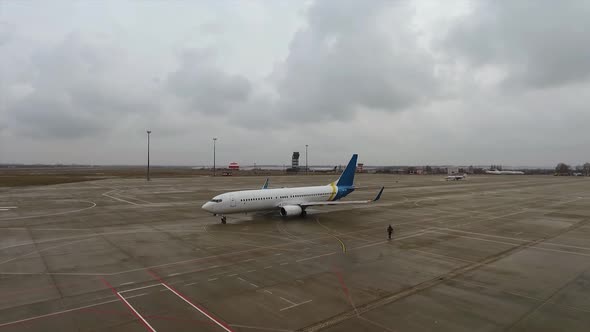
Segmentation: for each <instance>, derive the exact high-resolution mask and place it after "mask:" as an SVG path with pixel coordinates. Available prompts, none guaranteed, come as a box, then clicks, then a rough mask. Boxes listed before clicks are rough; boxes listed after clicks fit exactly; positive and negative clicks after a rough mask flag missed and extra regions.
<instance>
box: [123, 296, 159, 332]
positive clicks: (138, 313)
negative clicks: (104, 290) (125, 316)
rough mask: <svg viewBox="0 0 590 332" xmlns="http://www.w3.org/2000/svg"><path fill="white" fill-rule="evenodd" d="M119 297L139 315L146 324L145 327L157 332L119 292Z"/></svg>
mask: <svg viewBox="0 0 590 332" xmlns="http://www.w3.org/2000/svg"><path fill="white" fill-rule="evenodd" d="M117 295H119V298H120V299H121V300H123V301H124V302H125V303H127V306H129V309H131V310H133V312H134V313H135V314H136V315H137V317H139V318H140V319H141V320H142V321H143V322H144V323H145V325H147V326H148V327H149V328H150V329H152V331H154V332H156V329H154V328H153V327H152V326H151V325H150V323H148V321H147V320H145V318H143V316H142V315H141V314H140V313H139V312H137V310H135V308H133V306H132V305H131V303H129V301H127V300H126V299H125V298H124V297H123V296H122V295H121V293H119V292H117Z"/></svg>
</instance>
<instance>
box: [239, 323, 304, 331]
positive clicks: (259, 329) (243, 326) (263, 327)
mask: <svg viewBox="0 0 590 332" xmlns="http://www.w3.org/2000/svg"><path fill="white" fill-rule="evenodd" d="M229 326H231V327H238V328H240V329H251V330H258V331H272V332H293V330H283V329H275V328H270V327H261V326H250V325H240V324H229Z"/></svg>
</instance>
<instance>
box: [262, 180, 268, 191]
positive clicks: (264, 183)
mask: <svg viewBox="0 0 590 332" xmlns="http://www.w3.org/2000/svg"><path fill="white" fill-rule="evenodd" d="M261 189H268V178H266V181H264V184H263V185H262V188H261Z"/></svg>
==
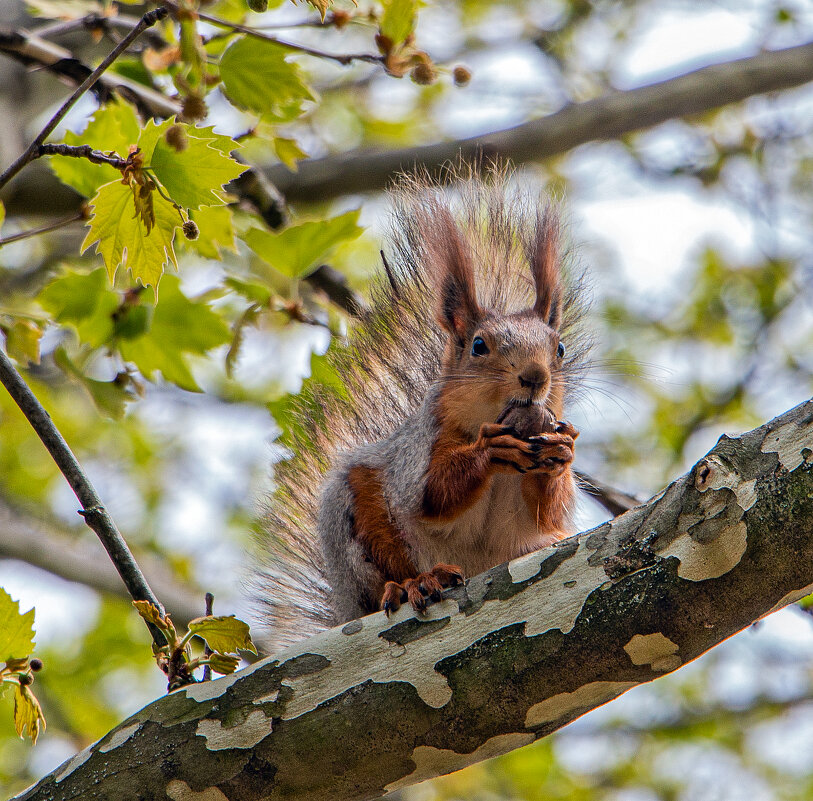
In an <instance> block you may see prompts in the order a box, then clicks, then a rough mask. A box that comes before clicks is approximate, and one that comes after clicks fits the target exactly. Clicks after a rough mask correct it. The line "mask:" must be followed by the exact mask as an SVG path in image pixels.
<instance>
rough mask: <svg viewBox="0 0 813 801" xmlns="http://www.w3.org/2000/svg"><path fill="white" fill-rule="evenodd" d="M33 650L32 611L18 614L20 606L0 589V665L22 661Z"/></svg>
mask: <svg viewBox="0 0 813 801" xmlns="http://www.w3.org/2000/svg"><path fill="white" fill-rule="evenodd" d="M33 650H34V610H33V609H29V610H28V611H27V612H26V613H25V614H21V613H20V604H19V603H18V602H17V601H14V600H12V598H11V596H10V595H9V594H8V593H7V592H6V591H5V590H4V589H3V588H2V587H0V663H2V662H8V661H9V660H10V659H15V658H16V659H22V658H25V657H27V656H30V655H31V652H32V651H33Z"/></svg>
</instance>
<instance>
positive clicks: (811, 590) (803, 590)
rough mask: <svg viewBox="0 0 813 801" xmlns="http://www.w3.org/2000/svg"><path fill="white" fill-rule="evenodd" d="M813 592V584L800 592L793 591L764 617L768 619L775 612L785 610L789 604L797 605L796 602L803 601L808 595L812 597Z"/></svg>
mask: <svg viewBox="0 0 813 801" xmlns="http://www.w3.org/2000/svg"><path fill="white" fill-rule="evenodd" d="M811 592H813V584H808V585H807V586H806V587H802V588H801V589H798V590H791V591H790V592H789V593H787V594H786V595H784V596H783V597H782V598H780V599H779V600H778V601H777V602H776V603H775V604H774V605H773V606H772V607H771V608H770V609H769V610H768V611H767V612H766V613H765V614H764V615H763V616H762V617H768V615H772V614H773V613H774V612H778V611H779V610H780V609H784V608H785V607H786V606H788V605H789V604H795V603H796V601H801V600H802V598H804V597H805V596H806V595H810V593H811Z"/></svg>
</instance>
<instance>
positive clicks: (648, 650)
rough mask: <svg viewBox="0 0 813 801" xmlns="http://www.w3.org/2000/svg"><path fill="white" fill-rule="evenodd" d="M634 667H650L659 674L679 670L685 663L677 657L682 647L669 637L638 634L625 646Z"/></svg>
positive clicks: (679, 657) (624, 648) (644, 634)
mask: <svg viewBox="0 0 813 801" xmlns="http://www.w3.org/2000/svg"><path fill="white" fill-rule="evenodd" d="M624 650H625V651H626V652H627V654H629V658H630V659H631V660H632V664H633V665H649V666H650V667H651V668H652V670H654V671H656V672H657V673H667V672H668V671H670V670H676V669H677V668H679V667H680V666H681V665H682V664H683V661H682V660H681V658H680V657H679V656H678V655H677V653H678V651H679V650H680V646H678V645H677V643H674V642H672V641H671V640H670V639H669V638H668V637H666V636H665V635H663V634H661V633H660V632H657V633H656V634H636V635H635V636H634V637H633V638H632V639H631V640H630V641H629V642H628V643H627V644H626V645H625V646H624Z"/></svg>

◆ PROBLEM REQUIREMENTS ◆
Collect every one of the lines above that contains the word "positive", and reproduce each in full.

◆ REPLY TO THE TASK ◆
Segmentation: for each <instance>, derive the exact high-resolution mask and place it after "mask:" as an SVG path with pixel coordinates. Available prompts, none guaranteed, come as a box, then clicks, then a rough mask. Boxes listed before clicks are rough; boxes listed after clicks fit exactly; positive and negative clicks after a rough mask flag missed and extra regions.
positive clicks: (138, 313)
positive clicks: (259, 329) (243, 326) (263, 327)
positive clicks: (264, 183)
positive clicks: (811, 590) (803, 590)
positive clicks: (648, 650)
positive clicks: (679, 657) (624, 648) (644, 634)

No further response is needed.